Start of SUPPLIED MATERIAL
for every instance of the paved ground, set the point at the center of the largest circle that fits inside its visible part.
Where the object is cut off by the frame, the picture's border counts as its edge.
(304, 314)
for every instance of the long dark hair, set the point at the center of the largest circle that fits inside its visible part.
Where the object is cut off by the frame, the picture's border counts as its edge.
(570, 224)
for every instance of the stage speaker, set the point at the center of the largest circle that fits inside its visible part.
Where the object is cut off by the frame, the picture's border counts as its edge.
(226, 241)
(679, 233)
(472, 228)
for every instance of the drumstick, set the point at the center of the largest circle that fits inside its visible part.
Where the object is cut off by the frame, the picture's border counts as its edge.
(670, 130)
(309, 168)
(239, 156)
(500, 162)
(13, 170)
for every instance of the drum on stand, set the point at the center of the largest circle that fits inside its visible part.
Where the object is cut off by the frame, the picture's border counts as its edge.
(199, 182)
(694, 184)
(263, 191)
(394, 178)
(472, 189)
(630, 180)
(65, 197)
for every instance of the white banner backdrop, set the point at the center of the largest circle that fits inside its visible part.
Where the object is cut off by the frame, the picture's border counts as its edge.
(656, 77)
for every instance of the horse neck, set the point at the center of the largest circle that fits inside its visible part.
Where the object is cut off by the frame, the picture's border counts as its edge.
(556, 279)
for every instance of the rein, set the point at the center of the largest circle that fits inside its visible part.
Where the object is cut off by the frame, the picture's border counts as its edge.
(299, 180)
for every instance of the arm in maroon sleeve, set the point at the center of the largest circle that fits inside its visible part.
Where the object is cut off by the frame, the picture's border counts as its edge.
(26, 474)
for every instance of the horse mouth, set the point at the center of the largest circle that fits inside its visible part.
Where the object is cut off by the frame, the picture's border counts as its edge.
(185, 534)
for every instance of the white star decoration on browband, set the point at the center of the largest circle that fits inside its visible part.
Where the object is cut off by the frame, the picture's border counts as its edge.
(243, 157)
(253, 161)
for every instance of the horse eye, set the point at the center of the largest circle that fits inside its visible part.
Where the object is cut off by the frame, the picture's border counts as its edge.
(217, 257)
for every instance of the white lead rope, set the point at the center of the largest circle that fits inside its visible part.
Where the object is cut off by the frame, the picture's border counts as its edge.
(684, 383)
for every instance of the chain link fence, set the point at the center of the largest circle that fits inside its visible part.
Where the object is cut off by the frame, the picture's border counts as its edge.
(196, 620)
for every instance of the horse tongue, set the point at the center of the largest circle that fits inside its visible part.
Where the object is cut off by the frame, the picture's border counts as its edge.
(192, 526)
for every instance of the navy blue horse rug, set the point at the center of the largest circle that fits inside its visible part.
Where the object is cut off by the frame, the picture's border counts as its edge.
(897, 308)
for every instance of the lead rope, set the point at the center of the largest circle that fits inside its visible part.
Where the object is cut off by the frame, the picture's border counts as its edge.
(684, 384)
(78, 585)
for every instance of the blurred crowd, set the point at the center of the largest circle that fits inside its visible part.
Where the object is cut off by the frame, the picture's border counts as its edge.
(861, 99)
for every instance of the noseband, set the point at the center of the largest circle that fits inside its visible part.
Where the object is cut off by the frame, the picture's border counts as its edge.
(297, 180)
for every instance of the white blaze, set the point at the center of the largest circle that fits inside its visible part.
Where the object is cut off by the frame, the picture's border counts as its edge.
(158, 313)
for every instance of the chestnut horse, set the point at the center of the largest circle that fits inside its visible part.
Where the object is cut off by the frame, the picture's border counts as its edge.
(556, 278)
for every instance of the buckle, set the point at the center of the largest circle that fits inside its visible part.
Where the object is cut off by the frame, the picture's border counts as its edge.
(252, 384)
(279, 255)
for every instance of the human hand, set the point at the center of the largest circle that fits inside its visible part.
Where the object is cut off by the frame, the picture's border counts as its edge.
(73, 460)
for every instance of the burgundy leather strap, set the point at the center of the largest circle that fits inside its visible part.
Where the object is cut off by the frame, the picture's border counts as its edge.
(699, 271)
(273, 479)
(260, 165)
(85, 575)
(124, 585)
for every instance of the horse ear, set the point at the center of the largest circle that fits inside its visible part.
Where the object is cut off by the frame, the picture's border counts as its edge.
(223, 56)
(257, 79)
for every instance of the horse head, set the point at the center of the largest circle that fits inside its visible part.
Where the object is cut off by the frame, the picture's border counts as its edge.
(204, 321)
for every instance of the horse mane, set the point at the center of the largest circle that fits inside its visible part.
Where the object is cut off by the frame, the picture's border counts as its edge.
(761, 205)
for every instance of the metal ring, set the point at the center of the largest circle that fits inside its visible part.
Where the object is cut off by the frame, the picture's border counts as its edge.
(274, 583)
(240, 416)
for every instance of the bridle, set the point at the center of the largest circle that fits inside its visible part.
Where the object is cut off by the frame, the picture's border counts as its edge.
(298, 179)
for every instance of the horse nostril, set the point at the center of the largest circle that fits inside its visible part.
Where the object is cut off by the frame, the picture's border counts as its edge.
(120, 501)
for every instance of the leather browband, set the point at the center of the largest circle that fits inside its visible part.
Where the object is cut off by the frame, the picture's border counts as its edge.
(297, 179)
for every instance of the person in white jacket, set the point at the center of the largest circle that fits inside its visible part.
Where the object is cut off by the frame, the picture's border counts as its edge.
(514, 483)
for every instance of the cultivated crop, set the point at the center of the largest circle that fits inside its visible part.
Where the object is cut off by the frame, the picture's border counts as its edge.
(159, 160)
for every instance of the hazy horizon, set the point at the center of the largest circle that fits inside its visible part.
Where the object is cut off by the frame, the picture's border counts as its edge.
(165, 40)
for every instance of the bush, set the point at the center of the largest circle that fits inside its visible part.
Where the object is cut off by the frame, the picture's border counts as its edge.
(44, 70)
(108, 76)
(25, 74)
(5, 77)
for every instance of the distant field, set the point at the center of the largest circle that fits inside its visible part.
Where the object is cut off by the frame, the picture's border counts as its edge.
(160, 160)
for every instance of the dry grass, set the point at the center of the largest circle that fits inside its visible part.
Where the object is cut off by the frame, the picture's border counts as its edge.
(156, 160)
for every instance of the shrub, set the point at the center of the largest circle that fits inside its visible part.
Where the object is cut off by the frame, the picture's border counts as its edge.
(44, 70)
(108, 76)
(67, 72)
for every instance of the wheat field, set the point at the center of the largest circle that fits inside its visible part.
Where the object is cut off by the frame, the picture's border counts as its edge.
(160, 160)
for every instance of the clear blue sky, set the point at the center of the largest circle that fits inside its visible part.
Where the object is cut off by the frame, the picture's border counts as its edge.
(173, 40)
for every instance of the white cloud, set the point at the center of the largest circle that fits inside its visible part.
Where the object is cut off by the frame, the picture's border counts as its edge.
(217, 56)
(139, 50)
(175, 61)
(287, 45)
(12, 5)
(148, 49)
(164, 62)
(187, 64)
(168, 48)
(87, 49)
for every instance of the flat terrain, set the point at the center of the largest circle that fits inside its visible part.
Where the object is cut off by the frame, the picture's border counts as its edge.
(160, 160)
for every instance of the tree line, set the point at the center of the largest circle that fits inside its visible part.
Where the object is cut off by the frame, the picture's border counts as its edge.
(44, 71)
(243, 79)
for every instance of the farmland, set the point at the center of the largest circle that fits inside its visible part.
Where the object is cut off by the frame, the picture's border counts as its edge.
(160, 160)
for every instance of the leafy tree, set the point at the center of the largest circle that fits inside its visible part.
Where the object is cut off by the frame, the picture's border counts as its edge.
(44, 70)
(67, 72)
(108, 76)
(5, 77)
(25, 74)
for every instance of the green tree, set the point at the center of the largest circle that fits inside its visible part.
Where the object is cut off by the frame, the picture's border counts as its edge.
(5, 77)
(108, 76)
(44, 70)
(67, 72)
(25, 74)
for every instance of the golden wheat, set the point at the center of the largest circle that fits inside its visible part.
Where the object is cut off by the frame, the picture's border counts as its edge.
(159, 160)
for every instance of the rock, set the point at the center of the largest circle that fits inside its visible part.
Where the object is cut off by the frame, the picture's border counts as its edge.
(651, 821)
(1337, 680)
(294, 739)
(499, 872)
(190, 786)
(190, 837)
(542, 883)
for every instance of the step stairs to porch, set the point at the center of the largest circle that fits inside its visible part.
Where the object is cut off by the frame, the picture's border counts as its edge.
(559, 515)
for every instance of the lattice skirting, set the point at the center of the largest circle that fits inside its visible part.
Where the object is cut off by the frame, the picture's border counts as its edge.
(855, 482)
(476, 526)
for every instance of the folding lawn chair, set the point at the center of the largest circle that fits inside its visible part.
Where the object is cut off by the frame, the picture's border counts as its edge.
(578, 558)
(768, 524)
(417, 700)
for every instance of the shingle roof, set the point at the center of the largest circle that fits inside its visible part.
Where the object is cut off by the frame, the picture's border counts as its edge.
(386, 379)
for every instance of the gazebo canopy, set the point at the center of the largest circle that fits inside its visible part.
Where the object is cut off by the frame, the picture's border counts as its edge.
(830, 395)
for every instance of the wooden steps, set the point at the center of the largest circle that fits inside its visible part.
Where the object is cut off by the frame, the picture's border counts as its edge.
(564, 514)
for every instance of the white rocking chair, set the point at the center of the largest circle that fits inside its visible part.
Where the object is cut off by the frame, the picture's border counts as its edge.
End of SUPPLIED MATERIAL
WHAT YOU WILL DO
Starting with the line containing "for every instance of the white rocking" and going on through the end of the entries, rewrite those lines with "largest circle" changed to "biggest circle" and everything else left the same.

RESULT
for every instance of the white rocking chair, set the point at the center of the biggest circle that fits inside its visible part.
Where the object is cut off by the frame, the picture's border counts as its edge.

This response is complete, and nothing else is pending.